EXERCISE MATERIAL:

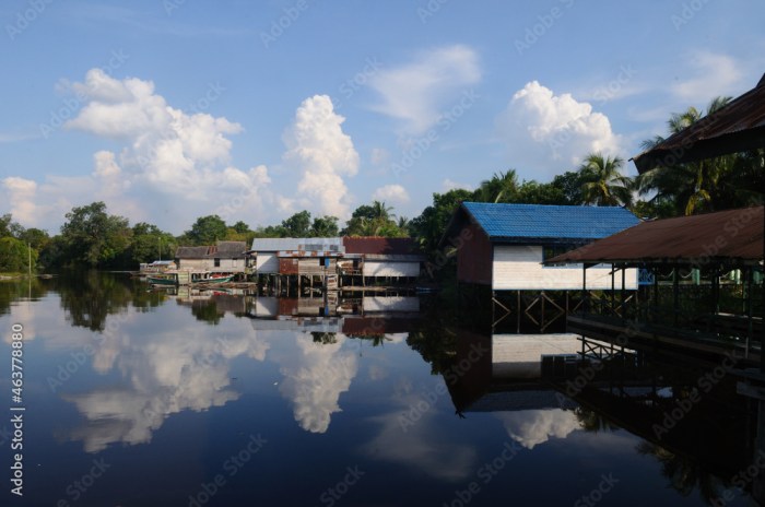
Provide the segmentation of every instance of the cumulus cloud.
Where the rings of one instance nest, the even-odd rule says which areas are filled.
[[[358,153],[343,132],[345,118],[334,113],[332,99],[315,95],[303,101],[293,125],[284,132],[284,161],[301,174],[302,204],[317,214],[346,219],[351,196],[343,176],[358,170]]]
[[[340,412],[340,393],[348,391],[356,376],[356,355],[343,349],[346,338],[336,343],[315,343],[309,334],[296,333],[296,350],[275,358],[284,380],[279,391],[293,402],[295,421],[310,433],[329,429],[331,416]]]
[[[550,178],[590,152],[622,154],[621,139],[605,115],[570,94],[555,95],[537,81],[513,95],[497,126],[514,165],[526,177]]]
[[[565,438],[581,426],[572,411],[562,409],[521,410],[496,414],[507,434],[527,449],[533,449],[550,438]]]
[[[362,446],[364,453],[445,481],[463,481],[474,473],[475,449],[443,435],[437,422],[446,414],[438,405],[419,411],[423,398],[405,379],[396,387],[392,401],[393,411],[370,418],[379,432]],[[416,411],[415,421],[407,418],[410,411]]]
[[[173,414],[205,411],[238,399],[238,392],[229,387],[231,359],[249,356],[262,361],[269,347],[248,333],[211,340],[195,322],[187,329],[146,335],[133,332],[133,319],[120,320],[118,331],[95,347],[92,361],[101,374],[119,369],[127,382],[63,396],[85,417],[71,438],[82,440],[87,452],[102,451],[115,443],[151,441],[153,433]],[[80,338],[91,344],[90,335]],[[84,346],[68,345],[79,345],[75,350]]]
[[[58,225],[72,205],[98,196],[108,201],[111,213],[179,232],[203,214],[217,213],[227,222],[246,220],[273,199],[267,191],[266,166],[240,169],[231,164],[229,135],[240,132],[240,125],[174,108],[151,81],[119,80],[102,69],[90,70],[83,82],[62,82],[58,87],[76,94],[83,104],[64,123],[66,130],[87,132],[121,148],[94,153],[89,176],[48,175],[35,192],[3,181],[3,193],[16,203],[14,214],[24,225]],[[209,92],[205,99],[210,96]],[[35,203],[33,216],[28,210]]]
[[[404,66],[377,72],[369,85],[382,101],[373,108],[402,121],[403,133],[425,132],[440,111],[481,79],[475,51],[455,45],[422,51]]]
[[[464,190],[473,190],[472,185],[460,184],[460,182],[454,181],[449,178],[446,178],[444,181],[442,181],[440,186],[445,192],[448,192],[449,190],[455,190],[457,188],[462,188]]]
[[[409,202],[409,192],[401,185],[386,185],[372,193],[376,201],[405,203]]]
[[[37,225],[37,184],[31,179],[10,176],[2,180],[2,187],[7,202],[11,204],[10,212],[13,219],[27,226]]]

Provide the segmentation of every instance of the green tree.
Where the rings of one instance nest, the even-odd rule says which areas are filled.
[[[73,208],[66,215],[61,236],[69,262],[82,262],[92,268],[106,266],[130,245],[128,220],[106,213],[104,202]]]
[[[185,233],[192,245],[214,245],[226,237],[226,223],[217,215],[207,215],[197,219],[191,229]]]
[[[23,243],[31,245],[37,251],[43,250],[45,246],[50,241],[50,236],[46,231],[39,228],[27,228],[19,237]]]
[[[0,237],[11,236],[20,239],[24,234],[24,227],[22,227],[17,222],[13,222],[13,215],[5,213],[0,216]]]
[[[286,237],[307,237],[310,234],[310,213],[299,211],[282,222]]]
[[[14,237],[0,238],[0,272],[26,273],[30,269],[30,255],[34,271],[37,262],[36,250],[30,250],[27,245]]]
[[[586,204],[632,205],[632,178],[622,175],[624,161],[619,156],[603,156],[590,153],[579,166],[584,185],[582,197]]]
[[[310,224],[310,236],[334,237],[339,234],[338,217],[331,215],[317,216]]]
[[[499,173],[481,181],[472,199],[478,202],[515,202],[518,193],[518,176],[515,169]]]
[[[169,233],[164,233],[153,224],[139,222],[132,227],[132,240],[129,249],[129,262],[137,264],[157,259],[173,258],[177,243]]]
[[[420,216],[412,219],[410,231],[420,241],[420,247],[428,254],[438,249],[438,241],[444,235],[449,220],[462,201],[473,198],[473,192],[456,188],[446,193],[434,193],[433,204],[425,208]]]
[[[667,122],[669,134],[675,134],[703,121],[730,102],[730,97],[715,97],[702,114],[695,107],[672,114]],[[643,142],[650,150],[663,142],[661,135]],[[699,212],[741,208],[763,202],[765,176],[763,150],[706,158],[696,162],[661,165],[637,178],[640,196],[659,216],[690,215]]]

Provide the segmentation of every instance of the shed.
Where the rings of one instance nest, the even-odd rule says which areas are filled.
[[[494,291],[580,290],[581,272],[573,266],[543,266],[545,259],[636,225],[639,220],[616,207],[567,207],[462,202],[439,247],[457,250],[461,283]],[[611,267],[588,273],[588,288],[611,288]],[[622,288],[621,283],[614,288]],[[637,270],[624,288],[637,288]]]
[[[757,85],[632,158],[638,173],[765,148],[765,74]]]
[[[412,238],[343,237],[345,260],[341,266],[363,276],[416,278],[425,257]]]
[[[180,270],[240,273],[247,268],[246,250],[245,241],[217,241],[216,245],[178,247],[175,251],[175,260]]]
[[[252,252],[261,274],[320,274],[334,272],[334,258],[345,249],[342,238],[255,238]],[[280,262],[280,259],[285,259]],[[327,259],[332,259],[327,264]],[[280,264],[283,264],[280,267]],[[298,267],[298,264],[303,264]],[[315,268],[315,269],[311,269]]]

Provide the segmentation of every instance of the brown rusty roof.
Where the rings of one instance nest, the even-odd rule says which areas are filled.
[[[408,255],[417,254],[412,238],[343,237],[345,254]]]
[[[763,207],[644,222],[545,263],[753,263],[763,259]]]
[[[656,166],[765,148],[765,75],[757,86],[633,158],[638,173]]]

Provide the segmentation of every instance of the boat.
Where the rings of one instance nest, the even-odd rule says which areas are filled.
[[[236,276],[235,274],[222,274],[222,275],[211,274],[210,276],[208,276],[205,279],[197,280],[195,283],[203,283],[203,284],[226,283],[226,282],[231,282],[232,280],[234,280],[235,276]]]
[[[161,274],[151,274],[146,281],[152,285],[189,285],[226,283],[236,274],[220,274],[211,271],[168,270]]]

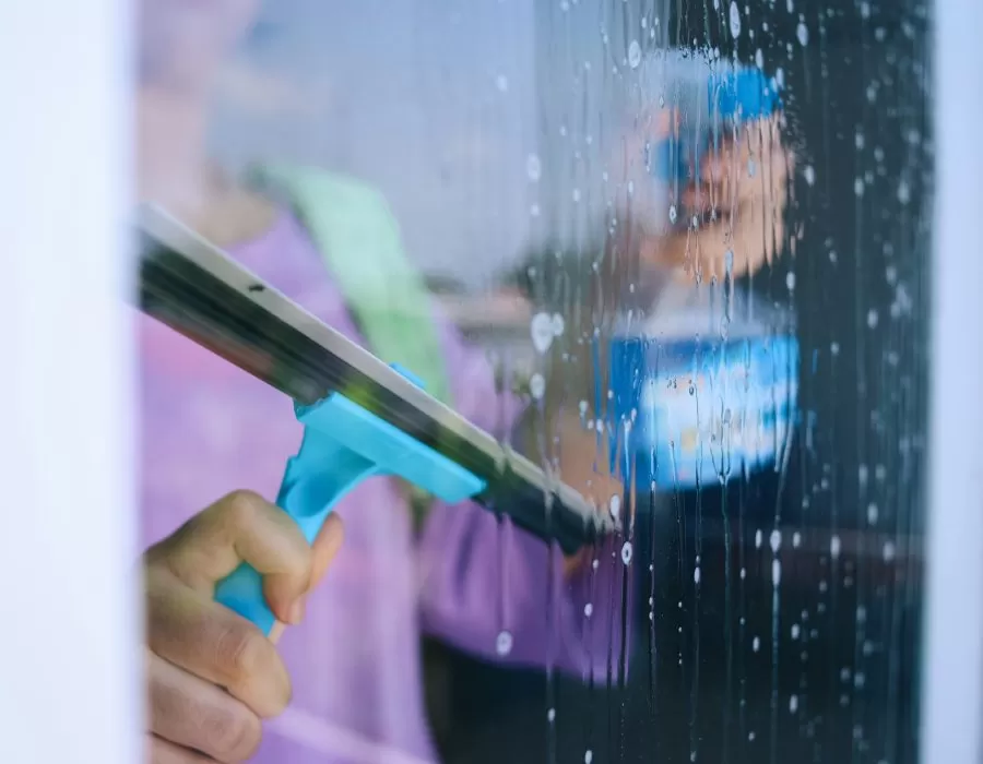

YOUR INSTRUCTIONS:
Starting at the line that contains "Provide the segmentation of every instance of the brown" and ending at the last line of the items, give each line as a Markdown table with the columns Row and Line, numbering the rows and skipping blank lines. Leave the pictures out of the answer.

SOLUTION FOR THIS TASK:
| Row | Line |
|---|---|
| 1 | Provide the segmentation of every instance of the brown rusty roof. |
| 2 | Where the rings of one instance nest, the even-odd rule says which areas are filled. |
| 3 | [[[408,255],[417,254],[412,238],[343,237],[345,254]]] |
| 4 | [[[763,207],[644,222],[545,263],[753,263],[763,259]]] |
| 5 | [[[656,166],[765,148],[765,75],[757,86],[633,158],[638,173]]] |
| 6 | Provide the segmentation of every instance of the boat. |
| 7 | Where the rings of one instance nest, the even-odd rule says which areas are filled. |
| 8 | [[[236,276],[235,274],[222,274],[222,275],[211,274],[210,276],[208,276],[205,279],[197,280],[195,283],[203,283],[203,284],[226,283],[226,282],[231,282],[232,280],[234,280],[235,276]]] |
| 9 | [[[161,274],[151,274],[146,281],[152,285],[189,285],[226,283],[236,274],[220,274],[211,271],[168,270]]] |